▸ WORK TO BE COMPLETED
In the entries below, identify every line with the string "mountain" and copy it.

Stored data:
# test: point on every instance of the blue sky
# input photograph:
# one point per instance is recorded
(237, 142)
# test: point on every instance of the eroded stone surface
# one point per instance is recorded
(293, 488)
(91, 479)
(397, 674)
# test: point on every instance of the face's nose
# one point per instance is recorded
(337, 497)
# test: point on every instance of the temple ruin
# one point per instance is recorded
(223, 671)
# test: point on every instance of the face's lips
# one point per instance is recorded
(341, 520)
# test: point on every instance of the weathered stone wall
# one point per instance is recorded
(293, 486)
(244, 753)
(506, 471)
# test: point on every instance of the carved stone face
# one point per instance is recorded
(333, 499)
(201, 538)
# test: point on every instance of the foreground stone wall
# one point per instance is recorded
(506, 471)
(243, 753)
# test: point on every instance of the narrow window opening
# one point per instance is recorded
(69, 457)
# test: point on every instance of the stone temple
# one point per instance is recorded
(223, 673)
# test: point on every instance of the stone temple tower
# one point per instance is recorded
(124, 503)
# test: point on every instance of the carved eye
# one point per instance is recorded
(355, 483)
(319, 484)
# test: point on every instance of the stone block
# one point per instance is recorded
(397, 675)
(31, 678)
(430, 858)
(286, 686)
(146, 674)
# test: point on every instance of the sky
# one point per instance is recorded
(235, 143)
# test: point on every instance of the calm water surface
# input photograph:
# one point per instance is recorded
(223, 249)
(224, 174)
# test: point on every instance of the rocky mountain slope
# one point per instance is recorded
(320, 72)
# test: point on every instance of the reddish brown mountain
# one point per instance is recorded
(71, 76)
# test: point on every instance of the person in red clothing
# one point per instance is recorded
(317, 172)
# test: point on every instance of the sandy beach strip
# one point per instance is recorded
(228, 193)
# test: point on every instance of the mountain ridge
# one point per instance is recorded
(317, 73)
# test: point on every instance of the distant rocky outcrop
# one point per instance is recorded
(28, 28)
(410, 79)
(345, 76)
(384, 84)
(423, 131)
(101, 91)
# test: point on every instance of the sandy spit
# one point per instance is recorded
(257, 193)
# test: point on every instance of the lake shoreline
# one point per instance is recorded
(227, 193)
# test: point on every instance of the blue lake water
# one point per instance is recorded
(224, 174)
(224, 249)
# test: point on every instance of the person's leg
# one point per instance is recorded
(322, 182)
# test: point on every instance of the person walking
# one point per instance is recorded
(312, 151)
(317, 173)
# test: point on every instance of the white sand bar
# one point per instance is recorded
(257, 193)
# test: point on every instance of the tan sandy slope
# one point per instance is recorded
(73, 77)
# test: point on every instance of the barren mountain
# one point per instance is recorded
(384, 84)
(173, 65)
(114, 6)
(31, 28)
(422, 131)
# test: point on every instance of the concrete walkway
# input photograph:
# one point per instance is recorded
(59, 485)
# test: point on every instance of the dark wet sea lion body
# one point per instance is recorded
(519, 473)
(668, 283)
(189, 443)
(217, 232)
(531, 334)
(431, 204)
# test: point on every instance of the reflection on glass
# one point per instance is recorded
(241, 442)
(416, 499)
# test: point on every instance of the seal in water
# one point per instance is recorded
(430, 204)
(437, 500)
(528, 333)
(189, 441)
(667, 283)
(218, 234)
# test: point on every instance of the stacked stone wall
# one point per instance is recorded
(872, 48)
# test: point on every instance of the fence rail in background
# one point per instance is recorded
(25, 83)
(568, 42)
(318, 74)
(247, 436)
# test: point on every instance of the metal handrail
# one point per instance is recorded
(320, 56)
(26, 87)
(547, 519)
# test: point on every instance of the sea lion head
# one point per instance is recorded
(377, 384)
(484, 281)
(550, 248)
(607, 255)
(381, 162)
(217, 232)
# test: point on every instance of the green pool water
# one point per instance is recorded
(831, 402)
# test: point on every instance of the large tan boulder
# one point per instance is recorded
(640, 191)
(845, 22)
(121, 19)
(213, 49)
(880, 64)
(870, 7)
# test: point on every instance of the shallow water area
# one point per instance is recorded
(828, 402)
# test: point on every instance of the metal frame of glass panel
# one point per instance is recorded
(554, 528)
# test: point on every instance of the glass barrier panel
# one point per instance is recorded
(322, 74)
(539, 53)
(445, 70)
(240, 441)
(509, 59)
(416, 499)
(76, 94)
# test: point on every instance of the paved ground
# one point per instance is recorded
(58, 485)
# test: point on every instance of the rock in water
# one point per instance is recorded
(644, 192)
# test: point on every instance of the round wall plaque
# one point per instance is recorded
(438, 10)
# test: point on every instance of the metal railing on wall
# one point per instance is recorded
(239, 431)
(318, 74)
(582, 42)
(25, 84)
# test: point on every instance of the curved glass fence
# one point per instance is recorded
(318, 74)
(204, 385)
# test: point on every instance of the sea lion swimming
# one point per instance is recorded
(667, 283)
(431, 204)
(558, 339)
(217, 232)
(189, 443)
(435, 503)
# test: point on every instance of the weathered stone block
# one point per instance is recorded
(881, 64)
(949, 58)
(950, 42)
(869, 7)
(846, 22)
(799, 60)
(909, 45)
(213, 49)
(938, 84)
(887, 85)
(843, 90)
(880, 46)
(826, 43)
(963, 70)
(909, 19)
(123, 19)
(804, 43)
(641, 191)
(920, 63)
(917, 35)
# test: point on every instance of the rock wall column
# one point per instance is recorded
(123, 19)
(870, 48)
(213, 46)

▸ SOLUTION FOR THIS EXERCISE
# test: point on every instance of the rocky mountain slope
# test: point on every instance of the reddish brown mountain
# test: point on every instance of the mountain ridge
# test: point on every instance of the barren mountain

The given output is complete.